OBJECTIVE:
Copy out the stretch of rows from the line containing "of the beach" through the end of the rows, switching "marker" to "pin" and leaving all other text as it stands.

DATASET ROWS:

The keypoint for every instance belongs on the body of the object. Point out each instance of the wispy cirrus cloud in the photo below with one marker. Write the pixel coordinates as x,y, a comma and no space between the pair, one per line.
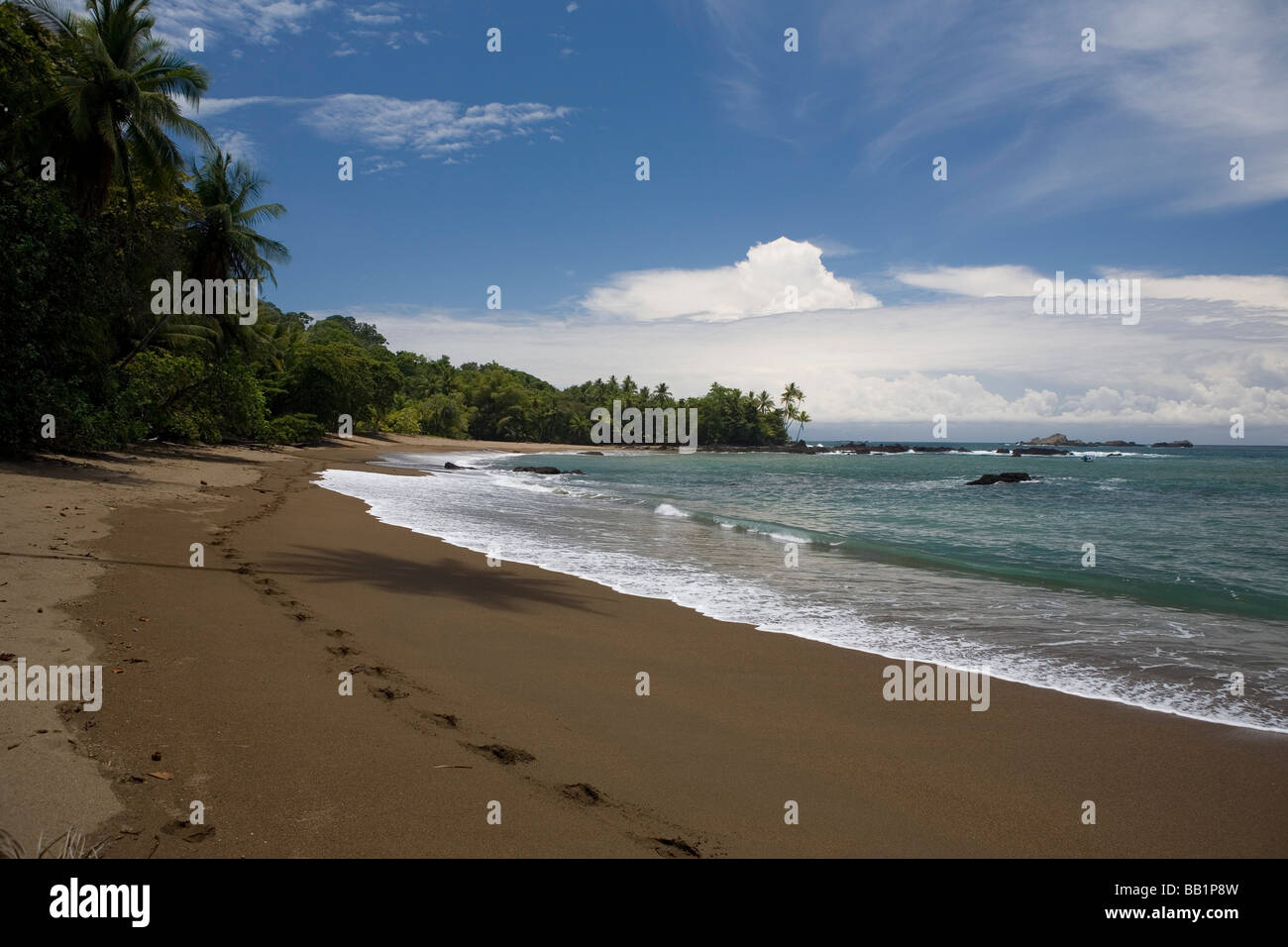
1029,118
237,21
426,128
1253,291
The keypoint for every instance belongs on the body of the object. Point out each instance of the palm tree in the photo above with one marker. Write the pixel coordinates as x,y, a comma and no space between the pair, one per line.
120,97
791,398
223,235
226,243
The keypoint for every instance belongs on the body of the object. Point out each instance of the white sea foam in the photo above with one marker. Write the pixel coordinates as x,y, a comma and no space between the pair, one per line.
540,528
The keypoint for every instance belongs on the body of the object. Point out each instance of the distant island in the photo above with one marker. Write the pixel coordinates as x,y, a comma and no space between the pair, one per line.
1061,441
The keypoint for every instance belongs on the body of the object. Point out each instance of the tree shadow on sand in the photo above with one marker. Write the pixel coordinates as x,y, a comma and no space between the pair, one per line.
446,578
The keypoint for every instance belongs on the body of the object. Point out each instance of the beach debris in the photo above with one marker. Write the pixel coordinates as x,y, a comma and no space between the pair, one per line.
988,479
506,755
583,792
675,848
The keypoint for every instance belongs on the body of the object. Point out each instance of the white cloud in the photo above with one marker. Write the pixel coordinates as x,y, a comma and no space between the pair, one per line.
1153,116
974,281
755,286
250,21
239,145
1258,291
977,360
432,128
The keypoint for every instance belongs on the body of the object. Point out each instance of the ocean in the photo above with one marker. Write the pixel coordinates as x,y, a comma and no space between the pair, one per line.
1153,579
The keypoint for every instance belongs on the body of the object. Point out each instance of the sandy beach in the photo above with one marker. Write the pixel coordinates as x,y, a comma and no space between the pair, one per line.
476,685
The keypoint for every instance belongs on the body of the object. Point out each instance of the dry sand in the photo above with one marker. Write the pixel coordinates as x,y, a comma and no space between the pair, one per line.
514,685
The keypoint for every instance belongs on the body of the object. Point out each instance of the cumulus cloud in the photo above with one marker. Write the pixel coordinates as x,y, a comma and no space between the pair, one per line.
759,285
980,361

ANSWER TO THIS TASK:
The keypoint for every instance belongs on the body of the object. Point out each instance of the beach debris in the photo above with one pin. Write the pixel coordinates as x,y, a comma and no space between the pair, one per line.
988,479
506,755
583,792
675,848
The keypoint for every instance belongs on the body of the object. Point out each instance of the white cloud in the photo above with one pin. Write the pixel coordinates as x,y, a comma and no space between the pair, one per line.
1153,116
974,281
755,286
250,21
239,145
1258,291
977,360
432,128
The keypoint for every instance belongs on the body of the object. Point out each instance of the ocean in the photo above with one pin. Write the pixel coordinates as x,y, a comma and no space between the pair, one per line.
1153,579
The keypoint for every instance belongs on the body of the object. Point out each instance of the sandy beach in the photo above with one pin. Write the pixel coordinates as x,y, a comma and no space between the pair, one per line.
476,685
The keypoint for every instance belongs on the body of the object. Point out each instance of the dry sand in the photo above with one pin. Write the pixel coordinates as x,y, a comma and no space between the pair, one per line.
514,685
The keypoint for every instance belongs on the body of the object. Point out each instance of the cumulus cloud in the photo above with one pin. Write the pixel coordinates as x,y, a comma and no space between the pair, one per line.
759,285
980,361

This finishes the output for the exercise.